Extract provided:

Karl Allmendinger (3 February 1891 – 2 October 1965) was a general in the Wehrmacht of Nazi Germany during World War II. He commanded the 5th Infantry Division, V Army Corps then 17th Army on the Eastern Front. He was a recipient of the  Knight's Cross of the Iron Cross with Oak Leaves.

Career
Allmendinger was appointed to command the 5th Infantry Division as a Generalmajor on 25 October 1940. His division was committed to the invasion of the Soviet Union in June 1941, and he was awarded the Knight's Cross of the Iron Cross on 17 July. He was promoted to Generalleutnant on 1 August 1942, and was awarded the Oak Leaves to his Knight's Cross on 13 December 1942. He was relieved of command of the division on 4 January 1943. 

On 1 July 1943 he was recalled into active service and appointed commanding general of the V Army Corps which operated in the Crimea. Assigned to command the 17th Army in early May 1944, his mission was to evacuate Sevastopol and lead his units back to Romania across the Black Sea. Considerable losses in men and material were suffered. 

On 25 July 1944, Allmendinger was again relieved from command and transferred to the Führerreserve, where he remained without further assignment until the end of the war. 
He was arrested by U.S. forces in 1945 but released in 1946.

Items:
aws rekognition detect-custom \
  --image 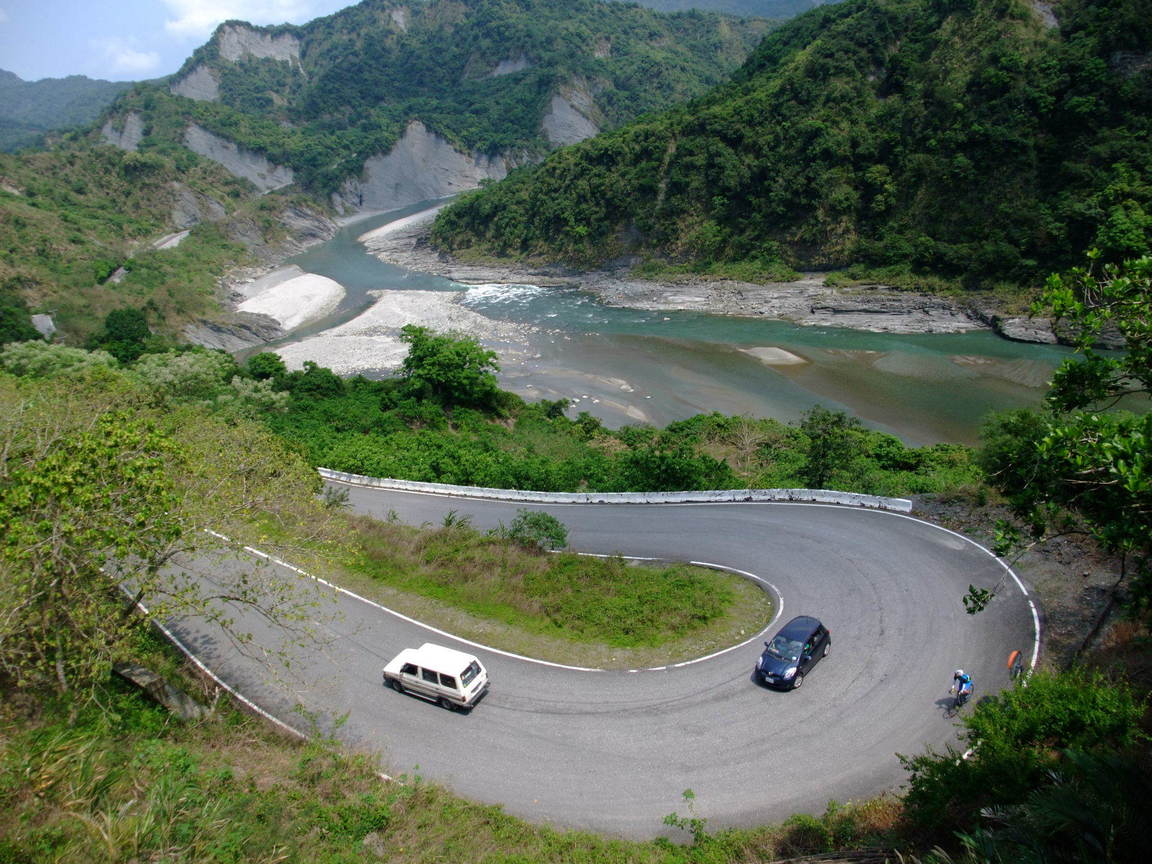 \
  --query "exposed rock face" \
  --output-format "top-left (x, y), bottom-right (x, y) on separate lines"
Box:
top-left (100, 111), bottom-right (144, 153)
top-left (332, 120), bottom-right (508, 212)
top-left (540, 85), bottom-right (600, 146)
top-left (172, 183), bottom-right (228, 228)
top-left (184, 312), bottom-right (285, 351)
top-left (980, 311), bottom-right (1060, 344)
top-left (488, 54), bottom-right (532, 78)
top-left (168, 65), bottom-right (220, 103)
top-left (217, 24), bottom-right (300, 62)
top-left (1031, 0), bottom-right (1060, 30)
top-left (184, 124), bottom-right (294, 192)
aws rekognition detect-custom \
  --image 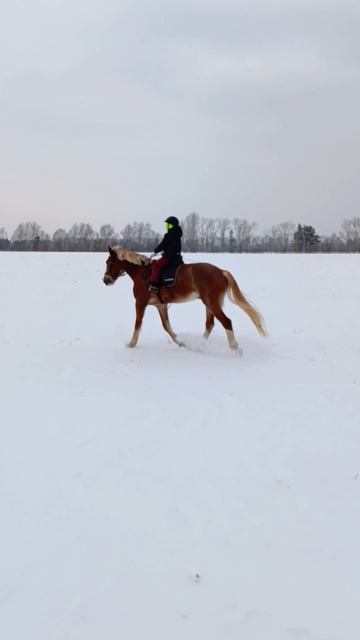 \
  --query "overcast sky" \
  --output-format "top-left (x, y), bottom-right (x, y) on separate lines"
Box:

==

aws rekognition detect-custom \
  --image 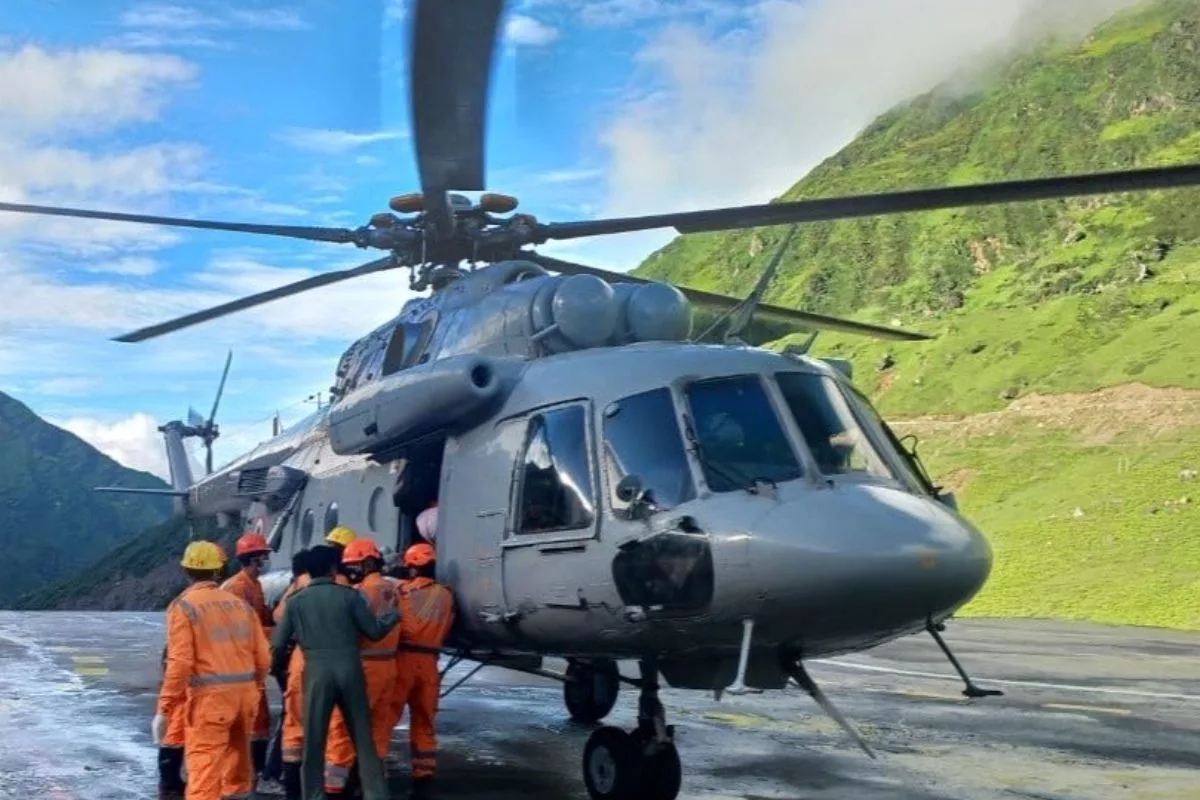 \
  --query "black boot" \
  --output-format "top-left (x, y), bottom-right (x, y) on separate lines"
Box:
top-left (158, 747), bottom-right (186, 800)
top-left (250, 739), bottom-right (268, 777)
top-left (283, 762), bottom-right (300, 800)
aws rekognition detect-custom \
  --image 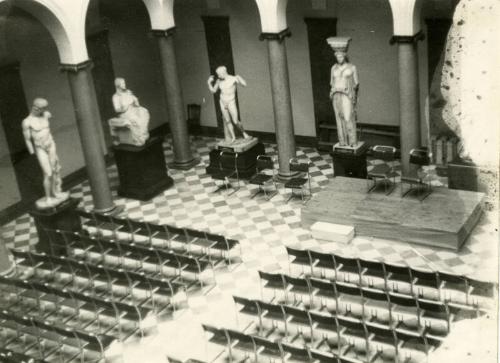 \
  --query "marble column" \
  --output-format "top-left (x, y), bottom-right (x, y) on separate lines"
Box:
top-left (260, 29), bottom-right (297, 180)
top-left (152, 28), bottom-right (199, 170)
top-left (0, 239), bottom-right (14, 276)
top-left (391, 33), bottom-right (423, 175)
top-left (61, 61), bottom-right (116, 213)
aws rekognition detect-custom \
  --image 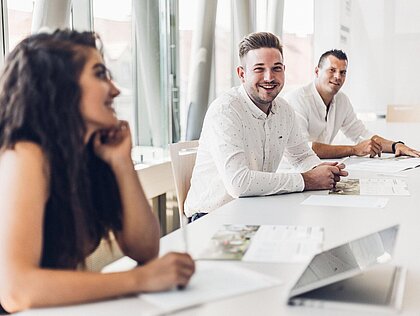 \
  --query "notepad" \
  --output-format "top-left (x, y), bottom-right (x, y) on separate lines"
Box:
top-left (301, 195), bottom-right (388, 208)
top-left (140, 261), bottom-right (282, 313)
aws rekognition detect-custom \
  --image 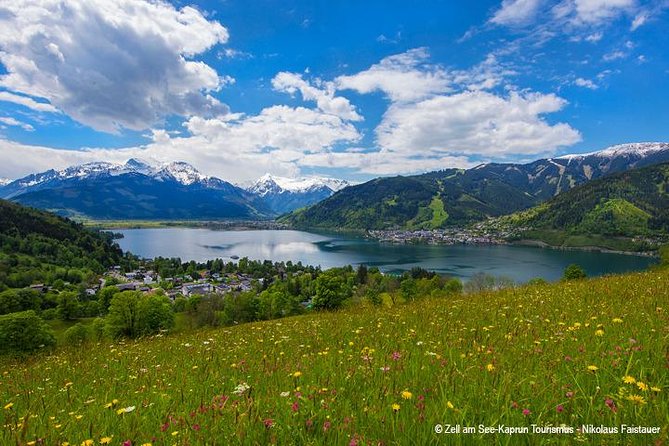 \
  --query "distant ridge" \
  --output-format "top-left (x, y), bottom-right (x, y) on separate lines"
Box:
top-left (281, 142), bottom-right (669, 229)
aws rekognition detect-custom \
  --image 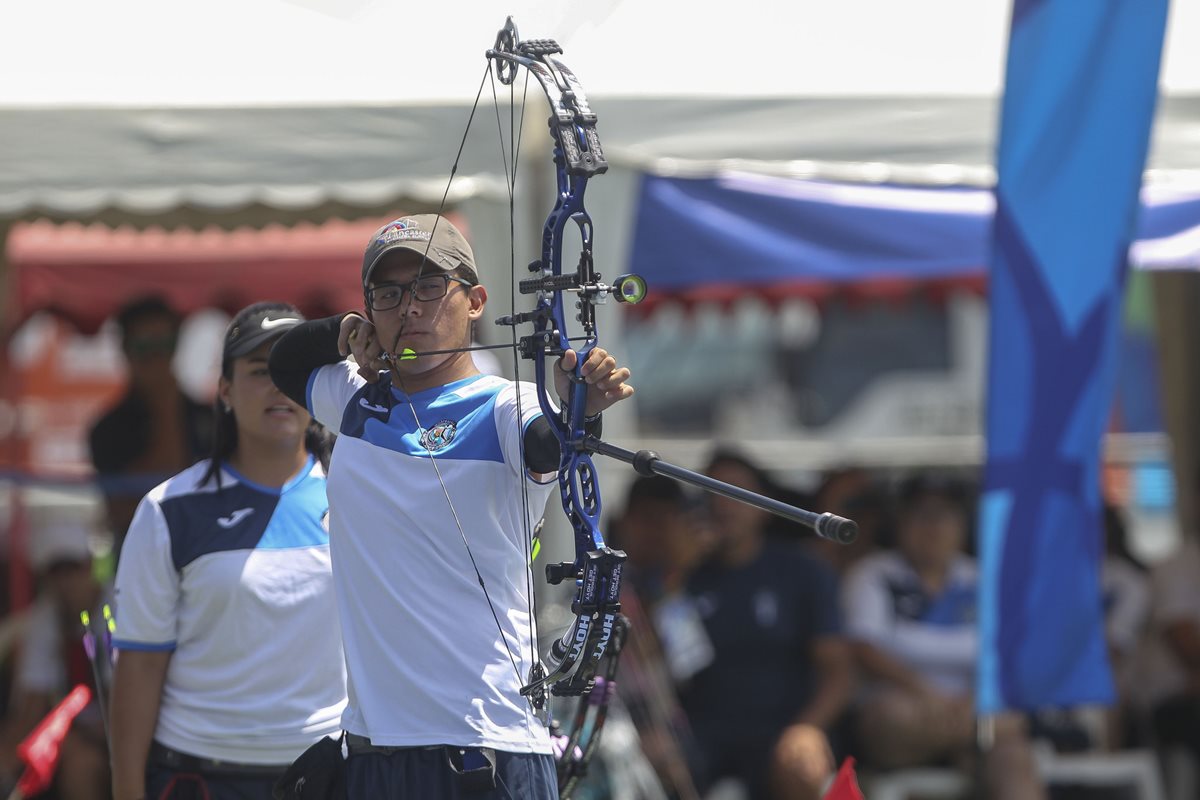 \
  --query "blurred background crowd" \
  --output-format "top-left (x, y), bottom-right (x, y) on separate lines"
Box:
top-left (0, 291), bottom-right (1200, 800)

Required actions:
1: From the biography of Karl Allmendinger, list every military formation he is said to have commanded.
2: Answer these questions using the biography of Karl Allmendinger.
(a) On what date was he promoted to Generalleutnant?
(b) In what region did the V Army Corps operate?
(c) Who arrested him in 1945, and in what year was he released?

Answers in order:
1:
5th Infantry Division
V Army Corps
17th Army

2:
(a) 1 August 1942
(b) The Crimea
(c) U.S. forces; 1946